• [USING THE INFORMATION]
a) From the comment about George W. Bush, reproduce the passage from "So in case you" to "their political asses.".
b) List every school the comment about George W. Bush names in its list of what he graduated from.
c) Answer these questions using the comment about George W. Bush:
(i) Who beat W in 1978?
(ii) Where did Bush move after quitting politics?
(iii) Which philosopher is said to have pounded a point into various post-Socratics 2500 years ago?

• [EXCERPT PROVIDED]
---+---

The Washington Post and its cronies must be getting a nervous these days, seeing as how their trolls have been showing up- lying like they do, so often
Where do these cretins come from?
> Where do these cretins come from?
I’m ashamed to admit that I’m still unable to be unsurprised when self-styled progressives assume that neoliberal views are merely uninformed. OHH’s widely-shared position seems to be that if US rightwingers were properly educated (or smart enough to be properly educated) there would be no political rightwing. (Or it would be something like NPR, presuming there will always be a spectrum of views.) Aside from over-credulousity regarding the powers of wisdom and will (as Aristotle pounded into various post-Socratics 2500 years ago), it ignores public, empirical evidence about how rightwing politicians perform (a verb I’m using in the sense of “hey, kids, let’s put on a show”). Just one example:
George W. Bush, scion of Old East-Coast Money, is a graduate of various organs of elite reproduction. Before the 1980s, when he got more involved with Daddy’s campaigns, by all accounts W acted (in the sense of “behaved”) and sounded like any other graduate of The Kinkaid School, Phillips Academy, Yale, and HBS. (This is apparently part of why Kent Hance beat W in 1978, despite being greatly outfundraised.) Whereupon W got with the hats and the boots and the West Texas vocal tics. Shortly after deciding to go for the 1994 gubernatorial election, W bought the ranch and “discovered” a passion for “cutting brush” et al. It worked, and kept working as W increasingly embraced folksies and Bushisms in 1998, 2000, and 2004. But as soon as Bush quit politics, guess what–he sold the ranch, moved to Preston Hollow[1], quit brush-cutting and started painting (wonder how that woulda played with his voters ?-) and generally lost the folksy.
So in case you haven’t figured it out yet: as politician, W played (in the sense of “hey, kids, let’s put on a show”) to an audience of probable voters. And played successfully, in the sense that he won elections[2]. The only idiots involved were
* the ones who voted for W as an anti-elitist “man of the people”
* the ones who kept joking about idiot-less villages in Texas as the alleged Idiot-in-Chief kept kicking their political asses.

---+---

• [DATA TO EXAMINE]
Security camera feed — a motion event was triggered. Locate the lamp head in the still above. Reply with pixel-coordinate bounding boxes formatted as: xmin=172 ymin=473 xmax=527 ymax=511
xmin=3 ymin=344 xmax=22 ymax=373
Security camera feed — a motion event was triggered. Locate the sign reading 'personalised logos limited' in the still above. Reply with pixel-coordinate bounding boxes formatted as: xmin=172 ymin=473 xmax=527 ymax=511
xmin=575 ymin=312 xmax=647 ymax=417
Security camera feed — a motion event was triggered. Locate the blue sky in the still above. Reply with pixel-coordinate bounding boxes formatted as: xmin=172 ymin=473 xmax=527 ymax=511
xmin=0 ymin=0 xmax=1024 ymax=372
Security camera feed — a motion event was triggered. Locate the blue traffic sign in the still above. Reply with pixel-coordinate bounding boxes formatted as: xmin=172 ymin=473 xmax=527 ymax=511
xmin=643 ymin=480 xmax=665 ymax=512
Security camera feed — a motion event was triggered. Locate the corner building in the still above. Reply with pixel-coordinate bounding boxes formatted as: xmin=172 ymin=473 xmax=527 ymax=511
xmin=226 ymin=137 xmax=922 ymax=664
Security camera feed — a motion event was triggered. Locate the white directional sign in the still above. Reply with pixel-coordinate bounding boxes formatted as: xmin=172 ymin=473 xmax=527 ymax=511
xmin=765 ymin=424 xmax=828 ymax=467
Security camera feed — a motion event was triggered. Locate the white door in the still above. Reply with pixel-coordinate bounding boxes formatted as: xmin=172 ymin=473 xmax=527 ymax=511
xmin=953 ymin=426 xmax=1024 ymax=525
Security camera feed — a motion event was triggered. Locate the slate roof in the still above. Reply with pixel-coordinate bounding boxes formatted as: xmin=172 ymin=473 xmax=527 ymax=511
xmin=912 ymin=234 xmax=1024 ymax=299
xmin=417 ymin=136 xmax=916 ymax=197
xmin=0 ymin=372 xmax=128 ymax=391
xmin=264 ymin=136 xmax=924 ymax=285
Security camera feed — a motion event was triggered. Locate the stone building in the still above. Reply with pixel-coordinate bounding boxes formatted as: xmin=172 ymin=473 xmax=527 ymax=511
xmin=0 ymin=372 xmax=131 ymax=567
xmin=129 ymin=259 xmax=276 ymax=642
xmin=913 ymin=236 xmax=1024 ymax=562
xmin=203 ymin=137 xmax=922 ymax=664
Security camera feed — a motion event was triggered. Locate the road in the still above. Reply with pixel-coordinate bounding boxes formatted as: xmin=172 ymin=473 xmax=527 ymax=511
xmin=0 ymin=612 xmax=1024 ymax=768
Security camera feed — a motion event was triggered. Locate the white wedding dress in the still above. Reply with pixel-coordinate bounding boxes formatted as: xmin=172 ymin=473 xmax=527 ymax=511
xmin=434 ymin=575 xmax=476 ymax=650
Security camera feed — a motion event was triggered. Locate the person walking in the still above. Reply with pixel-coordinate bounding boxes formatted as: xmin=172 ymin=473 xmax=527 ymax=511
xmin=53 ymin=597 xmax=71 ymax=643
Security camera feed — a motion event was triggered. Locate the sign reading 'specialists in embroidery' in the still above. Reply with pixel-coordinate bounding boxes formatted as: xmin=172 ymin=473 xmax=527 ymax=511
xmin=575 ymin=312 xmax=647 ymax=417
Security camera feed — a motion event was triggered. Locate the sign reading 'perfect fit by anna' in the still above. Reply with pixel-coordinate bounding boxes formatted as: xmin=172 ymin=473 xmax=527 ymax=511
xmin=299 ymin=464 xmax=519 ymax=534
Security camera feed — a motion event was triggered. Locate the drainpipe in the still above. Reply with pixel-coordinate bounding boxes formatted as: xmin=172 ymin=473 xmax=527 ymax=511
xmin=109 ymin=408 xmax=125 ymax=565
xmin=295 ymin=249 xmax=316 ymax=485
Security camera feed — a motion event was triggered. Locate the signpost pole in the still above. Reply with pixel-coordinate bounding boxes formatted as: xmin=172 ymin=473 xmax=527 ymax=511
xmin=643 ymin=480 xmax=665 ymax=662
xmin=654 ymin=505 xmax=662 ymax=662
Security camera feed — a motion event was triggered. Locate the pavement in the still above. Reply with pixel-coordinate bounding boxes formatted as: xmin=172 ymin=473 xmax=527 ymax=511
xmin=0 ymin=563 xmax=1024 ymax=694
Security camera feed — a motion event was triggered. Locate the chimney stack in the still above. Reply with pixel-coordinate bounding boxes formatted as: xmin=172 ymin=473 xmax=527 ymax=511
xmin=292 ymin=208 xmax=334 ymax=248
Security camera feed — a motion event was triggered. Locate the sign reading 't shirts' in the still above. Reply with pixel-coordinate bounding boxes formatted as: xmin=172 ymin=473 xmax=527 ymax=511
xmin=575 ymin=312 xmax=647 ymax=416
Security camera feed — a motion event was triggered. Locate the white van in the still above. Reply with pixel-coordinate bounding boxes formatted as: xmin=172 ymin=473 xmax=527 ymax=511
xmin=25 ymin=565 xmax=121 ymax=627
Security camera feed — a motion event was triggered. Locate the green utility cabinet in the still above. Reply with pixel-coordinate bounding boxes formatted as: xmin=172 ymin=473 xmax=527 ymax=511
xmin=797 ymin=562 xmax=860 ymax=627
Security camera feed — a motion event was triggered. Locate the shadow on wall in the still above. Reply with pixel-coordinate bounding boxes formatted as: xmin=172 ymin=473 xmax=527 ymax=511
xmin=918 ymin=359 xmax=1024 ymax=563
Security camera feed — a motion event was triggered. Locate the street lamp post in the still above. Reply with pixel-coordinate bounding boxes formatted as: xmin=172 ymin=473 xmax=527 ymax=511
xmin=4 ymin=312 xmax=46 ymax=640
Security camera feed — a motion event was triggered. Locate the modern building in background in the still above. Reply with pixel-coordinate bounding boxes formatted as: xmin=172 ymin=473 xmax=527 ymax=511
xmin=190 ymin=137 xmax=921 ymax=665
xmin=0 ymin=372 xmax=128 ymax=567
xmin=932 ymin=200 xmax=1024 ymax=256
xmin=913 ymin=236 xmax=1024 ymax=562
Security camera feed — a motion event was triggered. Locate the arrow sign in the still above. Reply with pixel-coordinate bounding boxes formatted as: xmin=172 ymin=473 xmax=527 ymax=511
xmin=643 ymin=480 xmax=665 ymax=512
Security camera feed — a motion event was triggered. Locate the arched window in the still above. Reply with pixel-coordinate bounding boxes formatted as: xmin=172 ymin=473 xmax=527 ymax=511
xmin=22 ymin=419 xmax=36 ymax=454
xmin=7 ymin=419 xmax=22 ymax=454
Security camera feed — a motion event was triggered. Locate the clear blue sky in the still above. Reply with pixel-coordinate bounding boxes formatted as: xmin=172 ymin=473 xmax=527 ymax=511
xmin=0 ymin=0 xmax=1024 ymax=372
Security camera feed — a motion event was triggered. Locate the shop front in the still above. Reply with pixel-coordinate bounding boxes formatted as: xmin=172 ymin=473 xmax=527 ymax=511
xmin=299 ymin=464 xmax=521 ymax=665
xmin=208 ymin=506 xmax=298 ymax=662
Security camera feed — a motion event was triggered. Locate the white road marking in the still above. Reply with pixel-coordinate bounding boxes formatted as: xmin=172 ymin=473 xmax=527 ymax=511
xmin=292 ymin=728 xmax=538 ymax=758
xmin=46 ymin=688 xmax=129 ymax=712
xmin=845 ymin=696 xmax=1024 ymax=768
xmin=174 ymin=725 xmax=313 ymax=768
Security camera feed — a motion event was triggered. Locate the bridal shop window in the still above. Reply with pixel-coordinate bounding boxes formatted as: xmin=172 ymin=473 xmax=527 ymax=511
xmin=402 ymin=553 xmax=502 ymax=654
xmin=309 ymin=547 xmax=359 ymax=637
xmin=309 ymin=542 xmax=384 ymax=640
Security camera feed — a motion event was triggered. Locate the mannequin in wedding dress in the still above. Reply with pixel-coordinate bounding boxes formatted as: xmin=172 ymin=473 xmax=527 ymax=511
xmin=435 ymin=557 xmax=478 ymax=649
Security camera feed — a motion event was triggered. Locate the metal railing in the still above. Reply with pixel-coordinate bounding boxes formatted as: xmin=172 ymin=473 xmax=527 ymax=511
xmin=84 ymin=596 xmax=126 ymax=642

---+---

• [RESPONSES]
a)
So in case you haven’t figured it out yet: as politician, W played (in the sense of “hey, kids, let’s put on a show”) to an audience of probable voters. And played successfully, in the sense that he won elections[2]. The only idiots involved were
* the ones who voted for W as an anti-elitist “man of the people”
* the ones who kept joking about idiot-less villages in Texas as the alleged Idiot-in-Chief kept kicking their political asses.

b)
The Kinkaid School
Phillips Academy
Yale
HBS

c)
(i) Kent Hance
(ii) Preston Hollow
(iii) Aristotle